### SUPPLIED DATA
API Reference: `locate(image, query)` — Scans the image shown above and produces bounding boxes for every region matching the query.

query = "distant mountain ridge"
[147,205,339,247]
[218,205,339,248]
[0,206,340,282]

### DIRECTIONS FOR THIS TASK
Each record shown above is to be given again exactly.

### ANSWER FOR THIS EXERCISE
API Reference: `locate(image, query)` — Scans the image shown above and produces bounding boxes for every region matching the query.

query = "distant mountain ridge"
[147,205,339,247]
[218,205,339,248]
[0,206,340,282]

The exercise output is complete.